(DIRECTIONS): Recast the lines below as a JSON list of strings, one string per line, leaving out any blank lines.

(EXTRACTED DATA):
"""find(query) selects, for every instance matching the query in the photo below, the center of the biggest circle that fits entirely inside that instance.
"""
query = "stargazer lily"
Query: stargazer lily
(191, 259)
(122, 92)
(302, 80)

(TASK SOLUTION):
[
  "\"\"\"find(query) selects, for every instance matching the query in the photo below, the center of the biggest circle that fits entirely inside that instance.",
  "\"\"\"",
  "query = \"stargazer lily\"",
  "Query: stargazer lily",
  "(191, 259)",
  "(122, 92)",
  "(302, 80)"
]